*PASSAGE FOR REVIEW*.

Hamlet Blues by Ben Jörgensen

Goodbye to my dear friend, brilliant actor, crazy good memoirist. He said it was dangerous to play the part of Hamlet, but he had to.

I posted yesterday about my friend Ben’s death and deleted it later because it was up for awhile and didn’t get any likes. So goes our virtual existence now. The shredded fabric of society hangs in tatters. We don’t see or hear from a friend from months but we don’t notice because we don’t hear from a lot of friends who have succumbed to the isolation and fear.

I forget the timeline, but it was probably 2015 when Ben went to Australia to his family home Montsalvat to try to recover from an Adderall addiction and deal with his depression. He played piano regularly in the Elsinore-like stone halls. If I believed in ghosts, I’d say that’s where he is now singing the Hamlet Blues. He went into hospital to heal his body, but to heal his mind he later went into a studio where he recorded this song at night and my novel Locus Amoenus, playing the part of my 21st century Hamlet as a kind of therapy. He said it saved him, doing that. He said he knew that actors who played Hamlet had an uncanny tendency to end up dying by self-slaughter. But, as you can hear in the sung rendition of the famous soliloquy, Ben had worked through the depression and he was very much alive.

Give Ben a part to play and he turned manic. He threw himself into it, his whole being. If only Ben had had a part to play this summer in some little theater somewhere in London, he’d be alive today, I think. What had he been doing these last hellish months?

The reading of Locus Amoenus Ben recorded in Australia to recover from depression was terrible. It was depressed, low energy. He didn’t realize yet that Shakespeare’s Hamlet is manic. Ben got on a plane and came to stay with me in Amenia and we recorded a manic version of Locus Amoenus. He became Alexander’s Hamlet; he was more my Hamlet than myself.

The audiobook is better than the print version because it has the additional genius of my mad friend layered on it. I added a link today offering it for free. Ben would want to give it away. He gave himself away to everyone he knew. And he never tired of it. Never.

Some friends may not want to hear Ben singing the Hamlet Blues, but Ben would want me to share it. I’m certain of that.

*WORK INSTRUCTIONS*.
1. Return the part of the Hamlet Blues post from "The reading of" to "of it. Never.", word for word.
2. Summarize the Hamlet Blues post in two sentences.
3. Rewrite the paragraph of the Hamlet Blues post that begins "The reading of Locus Amoenus" as a bulleted list, keeping its main facts.
The data that comes next has no connection to the Hamlet Blues post.

*DATA EXTRACT*.
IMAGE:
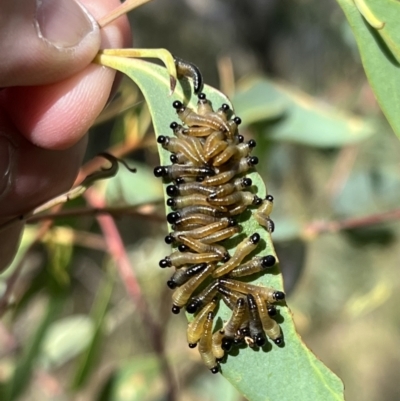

*OUTPUTS BY TASK*.
1.
The reading of Locus Amoenus Ben recorded in Australia to recover from depression was terrible. It was depressed, low energy. He didn’t realize yet that Shakespeare’s Hamlet is manic. Ben got on a plane and came to stay with me in Amenia and we recorded a manic version of Locus Amoenus. He became Alexander’s Hamlet; he was more my Hamlet than myself.

The audiobook is better than the print version because it has the additional genius of my mad friend layered on it. I added a link today offering it for free. Ben would want to give it away. He gave himself away to everyone he knew. And he never tired of it. Never.

2. The writer mourns the friend Ben, an actor who went to his family home in Australia, probably in 2015, to recover from an Adderall addiction and depression, and there recorded the Hamlet Blues song and a reading of the novel Locus Amoenus as a kind of therapy. Because that first reading was depressed and low in energy, Ben came to Amenia to record a manic version, which the writer now offers free through a link.

3.
- The reading of Locus Amoenus that Ben recorded in Australia was terrible, depressed and low in energy.
- He did not yet realize that Shakespeare's Hamlet is manic.
- Ben flew to Amenia to stay with the writer, and they recorded a manic version.
- He became Alexander's Hamlet, more the writer's Hamlet than the writer was.